As the IMF closes in on Ireland, much has been surrendered in terms of economic sovereignty. One non-negotiable in terms of economic policy they have asserted is the 12.5% corporate tax rate.
Otherwise the message is ‘the country will take the cuts for the greater good of getting the economy back on track’. The 12.5% corporate tax rate is presented as a crucial part of Ireland’s stall that will lead to success again.
There are other reasons why Ireland is an attractive country for doing business. We still have a young educated population that is eager to get back to work and make a contribution and there is also our diverse population. How we get out of the mire, requires radical thinking.
When asked why Google located its European headquarters in Ireland, head of Google Ireland John Herlihy said ‘because Ireland provided access to a multi-lingual and multi-cultural workforce’. 75% of Google Ireland’s workforce come from outside Ireland and they do business from their Dublin offices with all corners of the globe. In other words, there are assets we have other than a 12.5% tax rate that makes Ireland attractive.
Facebook, Ebay, Paypal are some of the other companies who have chosen to locate in Ireland on the same basis as Google. The nature of these companies demands that they work across nations, cultures and ethnic boundaries. Ireland’s 400,000 immigrants have come in significant numbers from both within and outside the EU.
In the context of the current recession, if Ireland’s immigrants feature in the national discourse at all, they are dismissed as though they have all gone home and are not relevant anymore. Yet it is Ireland’s diversity that marks us out as a unique attraction for international investment
David Mc Williams has rightly attracted a lot of kudos for both his economic analysis over the last number of years but in particular for the conference of the Irish diaspora at Farmleigh in September 2009. The Farmleigh conference, he claims has already resulted in concrete economic activity called upon the goodwill of the Irish diaspora who could contribute to recovery in Ireland.
However the Farmleigh conference while a useful initiative is more in tune with Ireland of 1990 when Mary Robinson spoke of the Irish diaspora than Ireland which has had the experience of fifteen years of immigration that has transformed the demographic and cultural make up of Ireland. Like Tourism Ireland’s advertising, the Farmleigh conference ignored the contemporary demographics of Ireland.
The approach ignored the potential resource of Ireland’s immigrant community.
The plethora of immigrant shops, newspapers and other businesses is illustrative of the entrepreneurship that is a ready made resource for our country. Just last week the Filippino Cultural Forum organised a gig which packed out the Grand Canal Theatre’s three thousand seats with popular acts the Filippino community enjoy. Other minority communities are similarly well organised.
Parents of immigrant children have independently of the state organised weekend schools to ensure their children grow up competent in both English and that of their country of origin. These weekend schools present Ireland with a unique opportunity to seek to integrate language learning within the mainstream for all Irish children in education which can result in more children becoming competent in a multitude of languages.
Our experience of immigration is distinct from that of other countries in several ways. Immigration in Ireland is a recent phenomenon and they tend to be highly skilled and they have come from all over the world.
Brazil, Russia, India and China are referred to as the BRICs, so called because they are the countries experiencing rapid growth and adding new ‘bricks’ to the global economy. We have within our country, people who have language knowledge and cultural knowledge which can help Ireland access new markets around the world including the BRICs. This is in addition to the fact that immigrants add significantly to Ireland’s economy.
•••
Problem to solve: Carry on the article about Ireland's immigrant population as an economic resource, picking up after its last sentence above.

Data block:
•••
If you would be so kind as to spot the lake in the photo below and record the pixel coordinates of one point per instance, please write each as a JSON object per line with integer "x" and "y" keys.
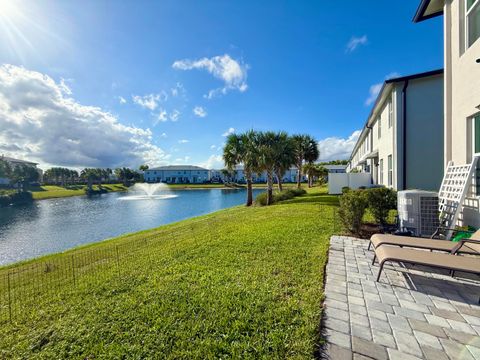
{"x": 54, "y": 225}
•••
The response:
Under the influence of the National Consultative Committee on Racism and Interculturalism, Ireland’s official policy claimed that Ireland would learn from the experience of others and steer a course neither towards assimilation nor multiculturalism but to integration.
However since 2007, the government’s integration policy has become steadily incoherent. The first Minister for Integration Conor Lenihan, discontinued the Fund for Integration of Legally Resident Immigrants in Ireland, established in 2006 by then Minister for Justice Michael Mc Dowell. Unlike other state offices, the Office of the Minister has failed to spend its budget in any year since it opened.
This combined with the closure of the NCCRI and the failure to follow up on the National Action Plan Against Racism in 2008 along with the government’s continued policy of marginalisation of asylum seekers, surely Ireland’s immigrants are getting a message about their official welcome here.
Unfortunately it is a hugely damaging policy not just for reasons of social cohesion but laying the basis for a diverse Ireland tapping into the human resources of immigrants provides us with a unique resource that will help us to come through the crisis.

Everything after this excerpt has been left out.